Dataset records ▸

'''

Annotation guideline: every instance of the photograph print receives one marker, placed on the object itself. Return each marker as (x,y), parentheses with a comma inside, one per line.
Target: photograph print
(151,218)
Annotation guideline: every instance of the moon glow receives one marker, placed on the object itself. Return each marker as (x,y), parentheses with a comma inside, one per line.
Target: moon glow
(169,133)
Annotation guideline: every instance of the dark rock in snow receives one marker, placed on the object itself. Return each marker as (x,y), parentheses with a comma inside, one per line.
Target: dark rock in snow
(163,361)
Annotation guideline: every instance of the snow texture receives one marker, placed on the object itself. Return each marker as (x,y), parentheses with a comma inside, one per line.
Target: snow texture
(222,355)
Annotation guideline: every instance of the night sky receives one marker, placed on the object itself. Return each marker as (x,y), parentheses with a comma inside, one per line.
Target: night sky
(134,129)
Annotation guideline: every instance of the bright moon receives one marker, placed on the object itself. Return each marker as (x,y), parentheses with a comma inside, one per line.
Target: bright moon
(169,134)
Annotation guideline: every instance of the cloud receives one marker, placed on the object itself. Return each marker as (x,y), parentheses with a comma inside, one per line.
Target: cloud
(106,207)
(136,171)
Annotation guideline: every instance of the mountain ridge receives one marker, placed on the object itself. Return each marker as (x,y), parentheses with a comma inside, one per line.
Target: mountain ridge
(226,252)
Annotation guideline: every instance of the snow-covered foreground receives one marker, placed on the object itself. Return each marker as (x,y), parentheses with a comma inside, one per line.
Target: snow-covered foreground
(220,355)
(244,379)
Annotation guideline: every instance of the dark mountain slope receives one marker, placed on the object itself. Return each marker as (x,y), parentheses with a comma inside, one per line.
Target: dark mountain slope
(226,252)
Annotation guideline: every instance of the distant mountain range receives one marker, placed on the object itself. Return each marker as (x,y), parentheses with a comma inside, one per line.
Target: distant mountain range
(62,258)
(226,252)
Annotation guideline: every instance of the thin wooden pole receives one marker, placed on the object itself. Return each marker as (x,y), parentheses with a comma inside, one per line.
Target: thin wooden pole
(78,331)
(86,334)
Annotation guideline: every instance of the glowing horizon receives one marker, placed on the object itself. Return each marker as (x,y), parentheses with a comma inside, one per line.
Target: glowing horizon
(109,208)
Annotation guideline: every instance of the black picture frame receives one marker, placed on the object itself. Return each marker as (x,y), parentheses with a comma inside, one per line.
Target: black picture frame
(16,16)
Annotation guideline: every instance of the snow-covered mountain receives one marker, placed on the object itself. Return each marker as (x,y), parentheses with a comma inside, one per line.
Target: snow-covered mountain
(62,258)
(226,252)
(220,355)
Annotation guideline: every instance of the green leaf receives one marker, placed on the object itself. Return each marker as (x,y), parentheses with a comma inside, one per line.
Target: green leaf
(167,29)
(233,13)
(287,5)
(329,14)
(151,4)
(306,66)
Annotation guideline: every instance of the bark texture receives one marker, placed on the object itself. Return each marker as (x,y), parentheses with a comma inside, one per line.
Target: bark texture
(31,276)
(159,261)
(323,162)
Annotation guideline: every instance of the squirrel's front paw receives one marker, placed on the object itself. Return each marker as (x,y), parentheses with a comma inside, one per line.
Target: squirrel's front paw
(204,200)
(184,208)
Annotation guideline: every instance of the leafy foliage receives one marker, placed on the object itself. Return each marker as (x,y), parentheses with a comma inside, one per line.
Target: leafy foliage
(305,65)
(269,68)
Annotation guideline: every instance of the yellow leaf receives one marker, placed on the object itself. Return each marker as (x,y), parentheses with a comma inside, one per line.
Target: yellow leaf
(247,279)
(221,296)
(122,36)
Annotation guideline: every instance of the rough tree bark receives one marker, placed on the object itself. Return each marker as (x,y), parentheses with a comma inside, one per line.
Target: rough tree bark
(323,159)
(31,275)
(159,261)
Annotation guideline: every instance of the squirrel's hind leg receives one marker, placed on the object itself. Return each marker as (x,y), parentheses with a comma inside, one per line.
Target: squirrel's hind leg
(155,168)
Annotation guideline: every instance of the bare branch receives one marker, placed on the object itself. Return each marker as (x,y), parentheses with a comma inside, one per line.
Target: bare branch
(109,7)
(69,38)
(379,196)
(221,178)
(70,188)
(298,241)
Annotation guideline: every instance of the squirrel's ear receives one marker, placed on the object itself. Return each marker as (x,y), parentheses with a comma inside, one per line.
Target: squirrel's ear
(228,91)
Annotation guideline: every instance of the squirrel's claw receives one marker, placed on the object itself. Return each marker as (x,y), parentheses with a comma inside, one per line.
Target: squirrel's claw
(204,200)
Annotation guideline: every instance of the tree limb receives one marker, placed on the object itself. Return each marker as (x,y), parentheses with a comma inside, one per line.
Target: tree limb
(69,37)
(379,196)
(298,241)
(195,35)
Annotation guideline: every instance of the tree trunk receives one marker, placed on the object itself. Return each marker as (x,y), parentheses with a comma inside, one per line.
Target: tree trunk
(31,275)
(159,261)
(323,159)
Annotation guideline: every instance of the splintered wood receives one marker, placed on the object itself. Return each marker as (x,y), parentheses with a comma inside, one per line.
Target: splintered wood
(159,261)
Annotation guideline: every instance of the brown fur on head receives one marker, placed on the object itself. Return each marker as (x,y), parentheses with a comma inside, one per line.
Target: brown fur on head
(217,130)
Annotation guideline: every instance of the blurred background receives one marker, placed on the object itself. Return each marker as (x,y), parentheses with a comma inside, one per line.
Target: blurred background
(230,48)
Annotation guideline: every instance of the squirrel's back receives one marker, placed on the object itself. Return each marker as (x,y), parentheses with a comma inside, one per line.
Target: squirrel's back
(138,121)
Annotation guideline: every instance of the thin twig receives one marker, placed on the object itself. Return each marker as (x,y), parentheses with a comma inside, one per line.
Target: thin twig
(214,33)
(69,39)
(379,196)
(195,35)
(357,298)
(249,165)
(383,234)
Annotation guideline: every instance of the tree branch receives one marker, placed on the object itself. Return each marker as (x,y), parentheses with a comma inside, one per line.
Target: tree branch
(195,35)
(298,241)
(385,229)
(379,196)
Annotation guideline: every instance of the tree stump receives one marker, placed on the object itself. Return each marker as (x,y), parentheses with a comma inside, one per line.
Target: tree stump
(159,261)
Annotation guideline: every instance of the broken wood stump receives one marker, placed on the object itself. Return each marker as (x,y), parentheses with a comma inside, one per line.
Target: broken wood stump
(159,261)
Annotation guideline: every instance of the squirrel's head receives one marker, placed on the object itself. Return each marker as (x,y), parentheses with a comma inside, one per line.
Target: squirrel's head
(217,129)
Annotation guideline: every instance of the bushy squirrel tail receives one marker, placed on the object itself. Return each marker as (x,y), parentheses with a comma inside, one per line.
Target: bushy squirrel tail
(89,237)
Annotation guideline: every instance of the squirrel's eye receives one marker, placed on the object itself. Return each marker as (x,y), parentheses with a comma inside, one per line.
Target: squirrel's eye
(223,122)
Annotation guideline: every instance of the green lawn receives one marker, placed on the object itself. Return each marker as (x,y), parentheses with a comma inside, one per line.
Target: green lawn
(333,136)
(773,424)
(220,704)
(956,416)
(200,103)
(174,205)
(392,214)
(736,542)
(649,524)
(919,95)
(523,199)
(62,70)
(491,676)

'''

Copy out all of the records shown above exactly.

Output of the exercise ▸
Annotation guideline: every instance of the photograph print receives one marker, placed on the object itself. Return each marker as (x,y), parentheses with a comma inside, one per line.
Target: photograph print
(151,218)
Annotation guideline: every instance of the moon glow receives one marker, placed on the object itself. Return each marker as (x,y), parentheses with a comma inside, one per line.
Target: moon glow
(169,133)
Annotation guideline: every instance of the dark rock in snow receives one marker, placed on the object itself. Return each marker as (x,y), parentheses with a comma inside, one per line.
Target: dark rock in snow
(163,361)
Annotation guideline: every instance of the snow texture receives one marker, placed on the object itself. Return each marker as (x,y), parentheses with a comma inside, one per line.
Target: snow texture
(222,355)
Annotation guideline: every instance of the night sky receives one marker, placed on the object itself. Return each marker as (x,y), parentheses with a comma inside, one per line.
Target: night sky
(134,129)
Annotation guideline: every instance of the bright moon receives one marker, placed on the object itself. Return each marker as (x,y), parentheses with a comma inside, one per line.
Target: bright moon
(169,134)
Annotation guideline: every instance of the cloud receives one marker, placed on the object itself. Return each marker as (x,y), parentheses with a comma inside, one per line.
Target: cloud
(106,207)
(136,171)
Annotation guideline: every instance of the mountain ridge receives one marker, placed on the object itself. Return each marker as (x,y), parentheses with a comma inside, one per line.
Target: mountain ridge
(226,252)
Annotation guideline: every instance of the snow-covered foreground receives one marker, placed on the object itself. Return each marker as (x,y), parentheses with a comma inside, one per line.
Target: snow-covered foreground
(220,355)
(244,379)
Annotation guideline: every instance of the dark mountain slope receives one marker, placed on the object itself. Return each marker as (x,y), parentheses with a comma inside, one per line.
Target: dark mountain slope
(226,252)
Annotation guideline: every instance of the distant mountain range receives one marker, placed on the object itself. Return each marker as (x,y), parentheses with a comma inside, one per line.
Target: distant mountain range
(62,258)
(226,252)
Annotation guideline: every instance of the thin wooden pole receives one marker, placed on the object itself. Return each marker as (x,y), parentheses with a comma inside, one per line.
Target: thin wooden pole
(78,331)
(86,334)
Annotation guideline: every instance of the glowing horizon receives one marker, placed on the object itself. Return each marker as (x,y), parentheses with a comma inside, one per line.
Target: glowing horizon
(109,208)
Annotation guideline: every instance of the black picture frame receives one marker, placed on the object itself. Return each marker as (x,y), parentheses with a comma inside, one per line.
Target: black picture frame
(16,16)
Annotation guideline: every instance of the snow-covered mountain receives one marker, placed on the object itself. Return each marker as (x,y), parentheses with a comma inside, one per line.
Target: snow-covered mountain
(62,258)
(226,252)
(220,355)
Annotation guideline: every instance of the green leaf receives one marker, placed on the object itself. Return each marker as (x,y), parentheses with a comma inside, one per line.
Target: green leaf
(167,29)
(233,13)
(287,5)
(329,14)
(151,4)
(306,66)
Annotation guideline: every instance of the bark texture receives one marker, placed on the object itself. Return each marker as (x,y), parentheses with a comma inside, one per line.
Target: bark texture
(31,276)
(159,261)
(323,162)
Annotation guideline: every instance of the squirrel's front paw receives one marker, placed on the object itself. Return each marker as (x,y), parentheses with a comma inside, one per line.
Target: squirrel's front paw
(204,200)
(184,208)
Annotation guideline: every instance of the leafy foliage receives one marker, placed on the object itself. Return each marker as (x,y), parentheses with a comma inside, one per line.
Target: leafy foliage
(305,65)
(269,68)
Annotation guideline: every instance of the yellow leaf receives one marker, placed on the object itself. Return each marker as (x,y), parentheses with a comma inside, one per line.
Target: yellow leaf
(247,279)
(221,296)
(122,36)
Annotation guideline: every instance of the rough tree bark receives one marker, placed on the object itself. Return each marker as (x,y), parentheses with a comma inside, one per line.
Target: rough tree bark
(323,159)
(31,275)
(159,261)
Annotation guideline: every instance of the squirrel's hind leg receives one marker, placed on the object itself. Return each marker as (x,y), parentheses with a comma inside, one per line.
Target: squirrel's hind leg
(155,168)
Annotation guideline: every instance of the bare branch receives one marker, placed on the object itself. Return each marker as (x,y), parentheses with a comma inside, one per line.
Target: bare branch
(109,7)
(69,38)
(379,196)
(221,178)
(70,188)
(298,241)
Annotation guideline: every instance of the squirrel's ear receives one marker, placed on the object itself. Return each marker as (x,y), parentheses with a comma inside, one per line.
Target: squirrel's ear
(228,91)
Annotation guideline: every instance of the squirrel's claw receives one marker, placed on the object itself. Return each marker as (x,y), parentheses with a comma inside, one per line.
Target: squirrel's claw
(204,200)
Annotation guideline: every instance of the tree limb receives one marker, placed on the object itself. Return each marker as (x,y), parentheses with a comma inside, one per line.
Target: tree limb
(69,37)
(379,196)
(298,241)
(195,35)
Annotation guideline: every instance of the tree trunk receives one marker, placed on the object itself. Return each marker as (x,y), parentheses with a comma inside, one per line.
Target: tree trunk
(31,275)
(159,261)
(323,159)
Annotation guideline: every instance of the splintered wood receives one marker, placed on the object itself. Return each marker as (x,y), parentheses with a comma inside, one per line.
Target: splintered wood
(159,261)
Annotation guideline: every instance of the brown fur on head receives one marker, placed on the object itself. Return each marker as (x,y), parentheses with a comma inside, one per line.
Target: brown fur on head
(217,130)
Annotation guideline: every instance of the blurred background receives one marker, placed on the object itself. Return each marker as (x,y), parentheses with a comma inside, one per line.
Target: blurred background
(230,48)
Annotation guideline: every instance of the squirrel's back receives one marker, placed on the object itself. Return each marker as (x,y), parentheses with a comma inside, one per line.
Target: squirrel's back
(138,121)
Annotation guideline: every instance of the thin twig receives one marker, placed on the object itself. Return each marker as (x,y), parentheses with a comma inside, one per line.
Target: thin twig
(214,33)
(69,39)
(379,196)
(195,35)
(357,298)
(249,165)
(383,234)
Annotation guideline: every instance of the tree branch receives one marker, placed on the object itself. Return each marker as (x,y), parentheses with a comma inside, one per line.
Target: tree branch
(195,35)
(298,241)
(385,229)
(379,196)
Annotation guideline: every instance of the tree stump receives one marker, placed on the object itself. Return each marker as (x,y), parentheses with a comma inside, one per line.
Target: tree stump
(159,261)
Annotation guideline: every instance of the broken wood stump receives one marker, placed on the object itself. Return each marker as (x,y), parentheses with a comma inside, one per line.
Target: broken wood stump
(159,261)
Annotation guideline: every instance of the squirrel's head receives one marker, placed on the object itself. Return each marker as (x,y), parentheses with a comma inside, one per line.
Target: squirrel's head
(217,129)
Annotation guideline: every instance of the bushy squirrel tail receives one marker, placed on the object itself. Return each marker as (x,y), parentheses with a comma inside, one per line.
Target: bushy squirrel tail
(89,237)
Annotation guideline: every instance of the squirrel's eye receives one marker, placed on the object itself. Return each marker as (x,y), parentheses with a comma inside, one per line.
Target: squirrel's eye
(223,122)
Annotation guideline: every instance of the green lawn receives one marker, placed on the object itself. Return each marker as (x,y), parentheses with a comma inside, one per line.
Target: green lawn
(333,136)
(773,424)
(220,704)
(956,416)
(200,103)
(174,205)
(392,214)
(736,542)
(649,524)
(919,95)
(523,199)
(62,70)
(491,676)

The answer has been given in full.